-- START Data records --

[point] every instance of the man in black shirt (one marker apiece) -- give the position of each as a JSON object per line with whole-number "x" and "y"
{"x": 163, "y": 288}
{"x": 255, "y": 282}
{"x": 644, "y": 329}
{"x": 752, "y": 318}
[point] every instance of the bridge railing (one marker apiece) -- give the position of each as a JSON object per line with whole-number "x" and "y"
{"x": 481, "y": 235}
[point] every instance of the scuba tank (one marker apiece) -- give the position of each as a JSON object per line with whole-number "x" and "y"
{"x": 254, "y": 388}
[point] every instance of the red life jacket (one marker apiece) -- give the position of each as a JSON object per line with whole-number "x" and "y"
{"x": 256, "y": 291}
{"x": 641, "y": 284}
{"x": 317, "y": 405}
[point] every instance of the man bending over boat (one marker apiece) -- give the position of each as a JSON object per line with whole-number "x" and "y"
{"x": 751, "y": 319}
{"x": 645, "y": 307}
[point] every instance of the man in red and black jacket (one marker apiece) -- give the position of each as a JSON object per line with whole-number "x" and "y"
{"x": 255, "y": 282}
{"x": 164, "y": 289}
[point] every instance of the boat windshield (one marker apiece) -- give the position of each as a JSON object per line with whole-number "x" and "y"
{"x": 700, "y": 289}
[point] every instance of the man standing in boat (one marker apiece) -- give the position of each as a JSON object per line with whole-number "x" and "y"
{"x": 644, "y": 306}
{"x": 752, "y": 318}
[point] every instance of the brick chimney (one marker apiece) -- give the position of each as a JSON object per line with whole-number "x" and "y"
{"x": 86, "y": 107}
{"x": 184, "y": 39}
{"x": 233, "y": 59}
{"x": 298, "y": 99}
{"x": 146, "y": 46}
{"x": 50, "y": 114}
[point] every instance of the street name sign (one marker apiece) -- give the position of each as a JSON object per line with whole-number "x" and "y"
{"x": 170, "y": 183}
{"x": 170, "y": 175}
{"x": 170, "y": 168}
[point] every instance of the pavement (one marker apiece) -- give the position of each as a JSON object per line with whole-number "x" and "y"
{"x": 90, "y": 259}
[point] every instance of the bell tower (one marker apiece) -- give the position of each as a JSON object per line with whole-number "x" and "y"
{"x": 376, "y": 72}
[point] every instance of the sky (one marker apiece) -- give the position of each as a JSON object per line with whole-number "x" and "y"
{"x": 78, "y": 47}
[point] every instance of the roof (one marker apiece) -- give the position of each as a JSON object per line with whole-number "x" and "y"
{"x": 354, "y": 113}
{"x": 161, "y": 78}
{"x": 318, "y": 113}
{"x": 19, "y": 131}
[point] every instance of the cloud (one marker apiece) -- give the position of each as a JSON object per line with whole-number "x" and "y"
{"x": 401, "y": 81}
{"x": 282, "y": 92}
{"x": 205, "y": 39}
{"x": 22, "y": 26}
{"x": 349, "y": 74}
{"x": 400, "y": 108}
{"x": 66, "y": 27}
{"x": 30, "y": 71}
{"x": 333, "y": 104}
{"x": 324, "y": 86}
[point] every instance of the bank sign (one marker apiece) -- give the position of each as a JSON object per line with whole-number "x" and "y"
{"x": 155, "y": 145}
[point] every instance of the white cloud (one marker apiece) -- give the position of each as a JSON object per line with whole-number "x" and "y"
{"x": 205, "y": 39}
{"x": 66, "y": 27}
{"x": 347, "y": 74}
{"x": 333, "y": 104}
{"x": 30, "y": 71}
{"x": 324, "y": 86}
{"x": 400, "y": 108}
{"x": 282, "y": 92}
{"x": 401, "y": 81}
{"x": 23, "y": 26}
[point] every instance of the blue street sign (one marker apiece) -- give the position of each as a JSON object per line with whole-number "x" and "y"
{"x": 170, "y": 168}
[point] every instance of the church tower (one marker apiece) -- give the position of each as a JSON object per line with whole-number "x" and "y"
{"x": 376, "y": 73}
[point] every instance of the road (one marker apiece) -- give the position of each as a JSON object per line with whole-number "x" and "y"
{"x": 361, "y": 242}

-- END Data records --

• **Aim of the task**
Could you copy all the rows above line for line, changing nothing?

• **Written response**
[point] every instance of the man in black shirt (one marker apiece) -- give the position of each as a JSON object per line with whole-number "x" and "y"
{"x": 163, "y": 288}
{"x": 255, "y": 282}
{"x": 644, "y": 329}
{"x": 752, "y": 318}
[point] every instance of the bridge railing (one marker apiece) -- give the position of each as a JSON object per line with whole-number "x" and "y"
{"x": 481, "y": 235}
[point] every instance of the scuba tank (one marker apiece) -- give the position of each as a JSON object per line with whole-number "x" and "y"
{"x": 254, "y": 388}
[point] every instance of the red life jacket (one marker apiece) -- give the position of each as a JSON object per line with whole-number "x" and "y"
{"x": 256, "y": 291}
{"x": 641, "y": 284}
{"x": 317, "y": 405}
[point] every instance of the man bending over boat (one marker apiece) -- give the position of each as a JSON object per line with whole-number "x" and "y"
{"x": 751, "y": 319}
{"x": 645, "y": 307}
[point] every instance of the man in red and black jacket (one marker apiece) -- give the position of each as a JSON object per line with whole-number "x" and "y"
{"x": 255, "y": 282}
{"x": 164, "y": 289}
[point] every instance of the boat windshield (one marker apiece) -- give the position of each as a JSON object per line with whole-number "x" and "y"
{"x": 700, "y": 289}
[point] every instance of the man standing in boat (one marker apiece) -- give the position of each as a JSON object per line with whole-number "x" and "y"
{"x": 644, "y": 306}
{"x": 752, "y": 318}
[point] every instance of the brick chimney (one marker apiece) -- give the position of each as a JSON object per line with whole-number "x" and "y"
{"x": 86, "y": 107}
{"x": 184, "y": 39}
{"x": 233, "y": 59}
{"x": 298, "y": 99}
{"x": 146, "y": 46}
{"x": 50, "y": 114}
[point] every instance of the street name sign (one marker apiece) -- give the position of each as a JSON object per line with whole-number "x" and "y"
{"x": 170, "y": 183}
{"x": 170, "y": 175}
{"x": 170, "y": 168}
[point] every instance of the pavement (one marker apiece) -- give the position of each as a JSON object per line with whole-number "x" and "y"
{"x": 90, "y": 259}
[point] every instance of the bell tower (one marker apiece) -- give the position of each as a JSON object per line with whole-number "x" and "y"
{"x": 376, "y": 72}
[point] every instance of the sky (one marker apiece) -- give the position of each as a JSON object per line with whole-number "x" and "y"
{"x": 78, "y": 47}
[point] every instance of the roof (one marker apiece) -- give the position of each as a JSON object per line with whole-number "x" and "y"
{"x": 354, "y": 113}
{"x": 161, "y": 78}
{"x": 318, "y": 113}
{"x": 19, "y": 131}
[point] every instance of the cloud (one marker apiece) -- give the position of each as a JSON object per line with whole-number "x" and "y"
{"x": 401, "y": 81}
{"x": 282, "y": 92}
{"x": 205, "y": 39}
{"x": 22, "y": 26}
{"x": 349, "y": 74}
{"x": 400, "y": 108}
{"x": 66, "y": 27}
{"x": 30, "y": 71}
{"x": 333, "y": 104}
{"x": 324, "y": 86}
[point] every instance of the bank sign (one marker apiece) -- give the position of each as a JSON object per line with whole-number "x" and "y"
{"x": 155, "y": 145}
[point] every instance of the white cloud (one marker apiece) -- give the position of each as a JSON object per line with whole-number "x" and "y"
{"x": 205, "y": 39}
{"x": 66, "y": 27}
{"x": 347, "y": 74}
{"x": 333, "y": 104}
{"x": 30, "y": 71}
{"x": 324, "y": 86}
{"x": 400, "y": 108}
{"x": 282, "y": 92}
{"x": 401, "y": 81}
{"x": 23, "y": 26}
[point] every instance of the blue street sign (one marker apiece) -- give the position of each as a JSON object per line with whole-number "x" and "y"
{"x": 170, "y": 168}
[point] every instance of the church tower (one marker apiece) -- give the position of each as a JSON object per line with whole-number "x" and "y"
{"x": 376, "y": 73}
[point] every instance of the road (one marker apiece) -- give the position of each as a JSON object per line with whole-number "x" and "y"
{"x": 361, "y": 242}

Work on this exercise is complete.